Exercise directions
Starting at the line that contains "spot the overcast sky", copy each line through the end of the listing below. Include both ends and output nothing more.

Supplied entries
::::
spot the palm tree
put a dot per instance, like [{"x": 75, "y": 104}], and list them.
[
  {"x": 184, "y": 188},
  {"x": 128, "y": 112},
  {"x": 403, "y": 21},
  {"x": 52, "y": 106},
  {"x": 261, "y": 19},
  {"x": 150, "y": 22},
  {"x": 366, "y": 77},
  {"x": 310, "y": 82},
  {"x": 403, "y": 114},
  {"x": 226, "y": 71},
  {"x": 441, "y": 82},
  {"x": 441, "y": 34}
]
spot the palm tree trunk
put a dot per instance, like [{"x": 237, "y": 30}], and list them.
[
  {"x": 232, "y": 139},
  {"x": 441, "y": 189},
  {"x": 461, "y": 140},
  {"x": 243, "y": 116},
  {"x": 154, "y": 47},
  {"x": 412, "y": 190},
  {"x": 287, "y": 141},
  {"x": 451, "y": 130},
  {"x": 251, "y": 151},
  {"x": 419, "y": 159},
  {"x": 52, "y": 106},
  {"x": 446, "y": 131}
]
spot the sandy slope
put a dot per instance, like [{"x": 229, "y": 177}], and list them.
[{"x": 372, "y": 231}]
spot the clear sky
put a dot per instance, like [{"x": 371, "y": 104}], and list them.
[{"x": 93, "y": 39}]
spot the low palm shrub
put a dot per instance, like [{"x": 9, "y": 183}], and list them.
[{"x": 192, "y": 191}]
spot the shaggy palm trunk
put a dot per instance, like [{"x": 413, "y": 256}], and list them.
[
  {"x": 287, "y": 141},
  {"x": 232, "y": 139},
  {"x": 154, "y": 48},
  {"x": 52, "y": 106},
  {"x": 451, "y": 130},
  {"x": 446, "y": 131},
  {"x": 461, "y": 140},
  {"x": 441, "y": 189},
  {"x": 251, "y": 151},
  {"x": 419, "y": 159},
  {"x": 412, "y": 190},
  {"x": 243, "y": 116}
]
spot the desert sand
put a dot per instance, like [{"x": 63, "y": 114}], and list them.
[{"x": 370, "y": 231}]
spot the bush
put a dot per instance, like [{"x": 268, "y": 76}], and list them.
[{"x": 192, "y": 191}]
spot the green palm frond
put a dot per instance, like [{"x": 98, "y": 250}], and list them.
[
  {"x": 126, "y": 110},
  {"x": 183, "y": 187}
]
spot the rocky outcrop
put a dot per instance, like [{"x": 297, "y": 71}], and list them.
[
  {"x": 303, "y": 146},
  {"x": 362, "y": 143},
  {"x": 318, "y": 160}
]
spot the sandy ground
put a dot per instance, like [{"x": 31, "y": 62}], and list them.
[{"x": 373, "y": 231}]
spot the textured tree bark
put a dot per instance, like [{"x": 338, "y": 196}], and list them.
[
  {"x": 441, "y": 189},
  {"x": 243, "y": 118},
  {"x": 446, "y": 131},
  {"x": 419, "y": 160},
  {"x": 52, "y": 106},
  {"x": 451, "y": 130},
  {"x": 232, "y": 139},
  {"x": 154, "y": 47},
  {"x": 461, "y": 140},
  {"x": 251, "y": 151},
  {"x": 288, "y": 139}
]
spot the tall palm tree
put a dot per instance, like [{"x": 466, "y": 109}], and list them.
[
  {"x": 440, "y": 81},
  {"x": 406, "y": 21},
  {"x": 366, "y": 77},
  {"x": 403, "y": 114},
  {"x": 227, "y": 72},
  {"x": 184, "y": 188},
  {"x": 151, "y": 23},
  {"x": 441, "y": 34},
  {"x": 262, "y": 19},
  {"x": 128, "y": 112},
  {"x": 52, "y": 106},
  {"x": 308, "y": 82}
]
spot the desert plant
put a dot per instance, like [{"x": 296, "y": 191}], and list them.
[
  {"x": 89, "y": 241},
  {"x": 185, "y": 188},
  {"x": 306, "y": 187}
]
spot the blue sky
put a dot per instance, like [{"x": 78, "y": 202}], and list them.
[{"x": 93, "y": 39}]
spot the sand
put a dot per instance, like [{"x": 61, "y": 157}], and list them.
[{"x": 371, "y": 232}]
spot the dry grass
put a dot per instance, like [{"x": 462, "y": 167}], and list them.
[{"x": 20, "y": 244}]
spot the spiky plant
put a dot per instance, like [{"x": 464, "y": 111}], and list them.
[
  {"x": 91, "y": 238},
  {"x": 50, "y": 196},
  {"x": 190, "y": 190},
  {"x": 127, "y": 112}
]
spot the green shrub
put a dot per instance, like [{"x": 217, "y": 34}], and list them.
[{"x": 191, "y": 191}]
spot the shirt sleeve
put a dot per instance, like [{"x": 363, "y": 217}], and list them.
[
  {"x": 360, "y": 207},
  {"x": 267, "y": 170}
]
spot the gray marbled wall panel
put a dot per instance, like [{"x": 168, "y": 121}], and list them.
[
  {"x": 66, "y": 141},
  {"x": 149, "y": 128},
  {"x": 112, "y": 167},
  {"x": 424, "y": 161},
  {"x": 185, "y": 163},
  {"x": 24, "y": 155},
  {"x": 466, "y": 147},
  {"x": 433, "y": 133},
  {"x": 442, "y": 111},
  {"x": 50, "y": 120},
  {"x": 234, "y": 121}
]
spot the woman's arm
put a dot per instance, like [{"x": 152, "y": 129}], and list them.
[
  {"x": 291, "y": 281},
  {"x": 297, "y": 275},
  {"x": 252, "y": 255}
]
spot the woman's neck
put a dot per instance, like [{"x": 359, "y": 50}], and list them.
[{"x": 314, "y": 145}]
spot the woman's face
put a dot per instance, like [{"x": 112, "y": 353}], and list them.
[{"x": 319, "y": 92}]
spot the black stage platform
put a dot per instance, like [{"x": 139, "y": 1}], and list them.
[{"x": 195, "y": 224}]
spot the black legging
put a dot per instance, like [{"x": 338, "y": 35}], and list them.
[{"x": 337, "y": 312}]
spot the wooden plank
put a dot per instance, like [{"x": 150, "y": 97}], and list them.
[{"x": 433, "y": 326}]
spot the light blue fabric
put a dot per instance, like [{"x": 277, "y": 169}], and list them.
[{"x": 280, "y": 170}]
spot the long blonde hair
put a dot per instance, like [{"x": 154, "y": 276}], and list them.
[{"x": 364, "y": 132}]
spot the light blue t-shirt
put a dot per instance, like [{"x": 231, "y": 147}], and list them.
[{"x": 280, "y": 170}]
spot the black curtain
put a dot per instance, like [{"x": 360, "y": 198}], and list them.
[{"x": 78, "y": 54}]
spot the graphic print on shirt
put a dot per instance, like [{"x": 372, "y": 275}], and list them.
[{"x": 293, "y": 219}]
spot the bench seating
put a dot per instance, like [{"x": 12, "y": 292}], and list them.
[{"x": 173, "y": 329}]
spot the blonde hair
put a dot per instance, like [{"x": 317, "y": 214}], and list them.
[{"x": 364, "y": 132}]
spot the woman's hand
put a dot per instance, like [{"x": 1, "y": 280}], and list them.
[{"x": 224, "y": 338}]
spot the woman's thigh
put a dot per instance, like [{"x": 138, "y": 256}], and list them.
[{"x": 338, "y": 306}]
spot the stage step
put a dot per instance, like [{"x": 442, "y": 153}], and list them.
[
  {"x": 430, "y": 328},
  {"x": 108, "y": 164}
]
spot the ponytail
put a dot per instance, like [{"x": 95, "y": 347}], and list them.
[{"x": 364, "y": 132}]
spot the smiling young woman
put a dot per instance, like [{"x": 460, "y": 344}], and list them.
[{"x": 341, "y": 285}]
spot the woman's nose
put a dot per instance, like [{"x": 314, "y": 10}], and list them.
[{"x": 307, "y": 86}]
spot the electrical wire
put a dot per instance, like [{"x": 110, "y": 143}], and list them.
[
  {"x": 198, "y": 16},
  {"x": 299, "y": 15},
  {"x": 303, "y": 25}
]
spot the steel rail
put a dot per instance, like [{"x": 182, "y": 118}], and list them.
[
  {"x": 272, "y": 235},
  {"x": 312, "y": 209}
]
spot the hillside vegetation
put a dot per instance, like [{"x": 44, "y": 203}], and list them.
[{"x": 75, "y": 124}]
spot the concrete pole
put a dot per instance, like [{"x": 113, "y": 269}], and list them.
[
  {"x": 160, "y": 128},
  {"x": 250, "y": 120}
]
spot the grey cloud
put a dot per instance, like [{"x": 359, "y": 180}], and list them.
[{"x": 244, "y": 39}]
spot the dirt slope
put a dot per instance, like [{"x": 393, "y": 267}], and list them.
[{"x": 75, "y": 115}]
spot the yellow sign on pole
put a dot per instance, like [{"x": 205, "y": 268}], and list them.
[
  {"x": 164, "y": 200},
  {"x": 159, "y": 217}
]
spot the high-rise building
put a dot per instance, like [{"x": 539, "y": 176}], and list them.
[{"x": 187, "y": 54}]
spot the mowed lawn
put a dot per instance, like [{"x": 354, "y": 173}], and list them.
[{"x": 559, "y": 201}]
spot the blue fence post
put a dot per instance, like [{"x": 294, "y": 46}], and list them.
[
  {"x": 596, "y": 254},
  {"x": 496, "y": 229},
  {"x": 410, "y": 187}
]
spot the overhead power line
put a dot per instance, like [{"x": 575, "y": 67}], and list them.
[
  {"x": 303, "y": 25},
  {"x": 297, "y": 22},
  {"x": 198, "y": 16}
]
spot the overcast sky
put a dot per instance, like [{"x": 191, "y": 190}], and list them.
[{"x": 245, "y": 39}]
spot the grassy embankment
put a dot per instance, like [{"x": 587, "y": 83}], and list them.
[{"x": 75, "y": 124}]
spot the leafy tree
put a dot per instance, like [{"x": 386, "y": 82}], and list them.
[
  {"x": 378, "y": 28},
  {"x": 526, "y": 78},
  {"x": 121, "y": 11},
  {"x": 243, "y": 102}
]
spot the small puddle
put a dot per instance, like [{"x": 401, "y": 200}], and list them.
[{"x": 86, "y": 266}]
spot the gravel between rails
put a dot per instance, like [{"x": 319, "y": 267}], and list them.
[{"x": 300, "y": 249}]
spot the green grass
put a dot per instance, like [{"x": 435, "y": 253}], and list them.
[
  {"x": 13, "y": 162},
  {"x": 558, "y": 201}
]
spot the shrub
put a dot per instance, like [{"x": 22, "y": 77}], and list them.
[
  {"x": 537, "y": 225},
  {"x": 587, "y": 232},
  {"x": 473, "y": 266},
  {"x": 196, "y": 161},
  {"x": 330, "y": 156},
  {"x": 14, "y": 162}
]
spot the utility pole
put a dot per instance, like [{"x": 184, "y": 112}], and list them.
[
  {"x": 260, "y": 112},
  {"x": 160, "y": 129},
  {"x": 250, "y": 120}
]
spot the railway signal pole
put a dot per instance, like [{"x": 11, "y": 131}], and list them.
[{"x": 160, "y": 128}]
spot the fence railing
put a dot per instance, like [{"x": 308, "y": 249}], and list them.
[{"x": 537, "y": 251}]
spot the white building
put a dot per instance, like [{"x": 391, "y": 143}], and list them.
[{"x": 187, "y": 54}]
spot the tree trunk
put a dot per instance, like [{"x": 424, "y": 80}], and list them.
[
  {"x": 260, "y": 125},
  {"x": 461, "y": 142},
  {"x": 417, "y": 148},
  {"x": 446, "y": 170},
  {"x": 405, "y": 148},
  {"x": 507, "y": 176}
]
::::
Result
spot the overcast sky
put a dot per instance, like [{"x": 191, "y": 190}], and list them.
[{"x": 245, "y": 39}]
spot the grassy embankment
put a dot per instance, like [{"x": 587, "y": 83}], and list them.
[{"x": 75, "y": 124}]
spot the leafy tree
put a dot per instance, like [{"x": 386, "y": 82}], and list them.
[
  {"x": 378, "y": 28},
  {"x": 526, "y": 78},
  {"x": 121, "y": 11},
  {"x": 243, "y": 102}
]
spot the small puddle
put a dot per instance, like [{"x": 401, "y": 200}], and list them.
[{"x": 86, "y": 266}]
spot the gravel between rails
put a dot per instance, like [{"x": 319, "y": 267}], and list them.
[{"x": 300, "y": 249}]
spot the green grass
put a dot per instance, like [{"x": 435, "y": 253}], and list them.
[
  {"x": 13, "y": 162},
  {"x": 558, "y": 201}
]
spot the shrub
put a dot per instance, like [{"x": 22, "y": 77}], and list them.
[
  {"x": 537, "y": 225},
  {"x": 587, "y": 232},
  {"x": 473, "y": 266},
  {"x": 196, "y": 161},
  {"x": 330, "y": 156},
  {"x": 14, "y": 162}
]
spot the utility pole
put a dot per instance, like [{"x": 184, "y": 112}], and list them.
[
  {"x": 260, "y": 112},
  {"x": 160, "y": 129},
  {"x": 250, "y": 120}
]
spot the railway signal pole
put a dot per instance, like [{"x": 11, "y": 131}], and list them.
[{"x": 160, "y": 128}]
spot the fence railing
put a dot per instance, like [{"x": 308, "y": 249}], and list them.
[{"x": 537, "y": 251}]
spot the white building
put a dot per instance, like [{"x": 391, "y": 143}], and list them.
[{"x": 187, "y": 54}]
spot the tree trunk
put a dot per instance, like [{"x": 424, "y": 80}], and list them.
[
  {"x": 260, "y": 125},
  {"x": 461, "y": 142},
  {"x": 417, "y": 148},
  {"x": 446, "y": 170},
  {"x": 405, "y": 148},
  {"x": 507, "y": 176}
]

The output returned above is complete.